# [TRY IT]
In the Godzilla models forum thread, which kit does James Tiberius say he is currently building?

# [SELECTED EXTRACT]
====================

# Godzilla Models



## James Tiberius (Oct 23, 2007)

Hey guys, I"ve been searching for some vinyl or resin Godzilla models and haven't had much success finding a vendor who isn't a recaster on ebay.

Does anybody have any idea where I should start looking?

I'm currently building the big Polar Lights kit and caught the Godzilla bug.

Thanks!


----------



## razorwyre1 (Jan 28, 2004)

take a look at kaiju modeler. (have a drool cup handy) 
be warned: godzilla kits are very often VERY expensive. 

also the website kaijukits.com is great for knowing whats out there. 

finally go over to the clubhouse forum and check out the "stomping grounds" sub-forum.


----------



## robiwon (Oct 20, 2006)

Great suggestions from razorwyre1. I have built a number of resin and vinyl Godzilla kits, mostly for a collector years ago. I only have one in my collection right now, a Kaiyodo. I would love to get more but the prices are just too astronomical for me. I whish someone stateside would pick up a license for them. Heck, I would even go for a nice kit of the Mathew Broderick Godzilla! The movie was not great, but I liked the creature!

====================

# [DATASET CONTENT]
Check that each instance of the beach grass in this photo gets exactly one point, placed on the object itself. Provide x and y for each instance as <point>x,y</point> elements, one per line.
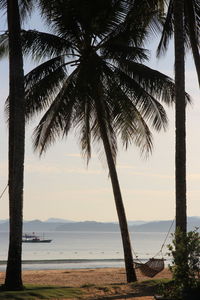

====================

# [ANSWER TO THIS EXERCISE]
The big Polar Lights kit.